Work instructions –
Take the records below and extract, word for word, the lines from the one containing "compact shape [41,271]." through the final line, inclusive. Omit pictures.

Dataset rows –
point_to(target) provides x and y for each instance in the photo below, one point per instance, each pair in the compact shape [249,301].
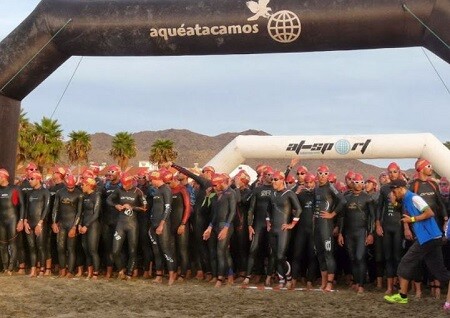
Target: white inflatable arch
[397,146]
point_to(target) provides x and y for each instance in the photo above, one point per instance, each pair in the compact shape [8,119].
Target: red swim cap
[421,163]
[323,168]
[70,181]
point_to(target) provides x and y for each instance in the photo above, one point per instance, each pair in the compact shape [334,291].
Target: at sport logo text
[341,146]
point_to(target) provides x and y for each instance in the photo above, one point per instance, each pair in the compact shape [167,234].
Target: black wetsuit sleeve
[204,183]
[46,205]
[97,205]
[21,204]
[79,210]
[55,207]
[113,198]
[251,210]
[288,170]
[167,198]
[380,207]
[231,207]
[296,207]
[440,202]
[371,219]
[340,199]
[340,220]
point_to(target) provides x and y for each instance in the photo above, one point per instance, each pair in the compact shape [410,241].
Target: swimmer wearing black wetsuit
[200,217]
[163,242]
[109,217]
[179,217]
[389,227]
[36,209]
[356,229]
[220,229]
[66,216]
[257,227]
[127,200]
[303,235]
[328,203]
[89,227]
[283,214]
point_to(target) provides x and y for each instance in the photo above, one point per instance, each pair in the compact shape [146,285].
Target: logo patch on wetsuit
[169,259]
[117,236]
[328,245]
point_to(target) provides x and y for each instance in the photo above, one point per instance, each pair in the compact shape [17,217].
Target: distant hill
[197,148]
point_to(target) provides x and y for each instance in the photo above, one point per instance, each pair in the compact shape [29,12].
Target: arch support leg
[9,130]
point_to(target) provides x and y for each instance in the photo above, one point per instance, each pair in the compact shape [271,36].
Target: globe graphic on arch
[284,26]
[342,147]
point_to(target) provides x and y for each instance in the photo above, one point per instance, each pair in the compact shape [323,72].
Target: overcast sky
[323,93]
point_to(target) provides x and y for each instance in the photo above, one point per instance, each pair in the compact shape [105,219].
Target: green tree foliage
[25,139]
[78,146]
[162,151]
[123,148]
[47,143]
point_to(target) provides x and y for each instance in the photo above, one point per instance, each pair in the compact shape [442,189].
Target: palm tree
[78,147]
[47,143]
[162,151]
[123,148]
[25,138]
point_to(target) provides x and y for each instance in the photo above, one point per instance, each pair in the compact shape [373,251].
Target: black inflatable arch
[59,29]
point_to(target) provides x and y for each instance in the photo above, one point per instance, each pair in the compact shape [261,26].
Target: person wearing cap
[12,214]
[239,241]
[37,207]
[66,215]
[282,215]
[328,203]
[201,217]
[356,228]
[89,227]
[384,178]
[95,168]
[179,217]
[257,227]
[428,190]
[51,250]
[388,226]
[259,176]
[375,258]
[444,188]
[163,243]
[290,182]
[426,247]
[127,201]
[302,171]
[348,179]
[219,231]
[304,253]
[145,253]
[109,217]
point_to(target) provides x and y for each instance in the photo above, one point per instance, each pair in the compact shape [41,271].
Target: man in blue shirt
[427,246]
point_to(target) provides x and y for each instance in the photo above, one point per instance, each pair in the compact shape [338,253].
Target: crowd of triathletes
[286,229]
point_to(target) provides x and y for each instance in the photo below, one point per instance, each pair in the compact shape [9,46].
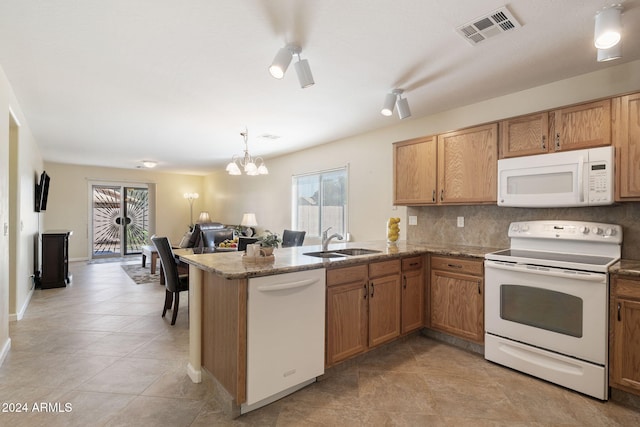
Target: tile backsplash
[487,225]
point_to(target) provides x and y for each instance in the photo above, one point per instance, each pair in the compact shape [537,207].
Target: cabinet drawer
[459,265]
[625,287]
[384,268]
[413,263]
[347,275]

The answer –
point_to(target) provides x and y for each instance in the photo above, one point per instance, each pair in the compact shape [41,271].
Target: man in blue shirt
[427,246]
point_to(target) provides x and y for each instance in the photo above, one point per instance, each pair in the compact shape [338,253].
Target: crowd of triathletes
[286,229]
point_to(target) provides x and y for each instance in the photo below, one point per instance, each pair in the compact shape [9,46].
Target: tile backsplash
[487,225]
point_to(target) provides x and y for each instance in the photo above, one point per instance, each pair in the compact shape [537,207].
Target: cabinet drawer
[459,265]
[625,287]
[384,268]
[413,263]
[347,275]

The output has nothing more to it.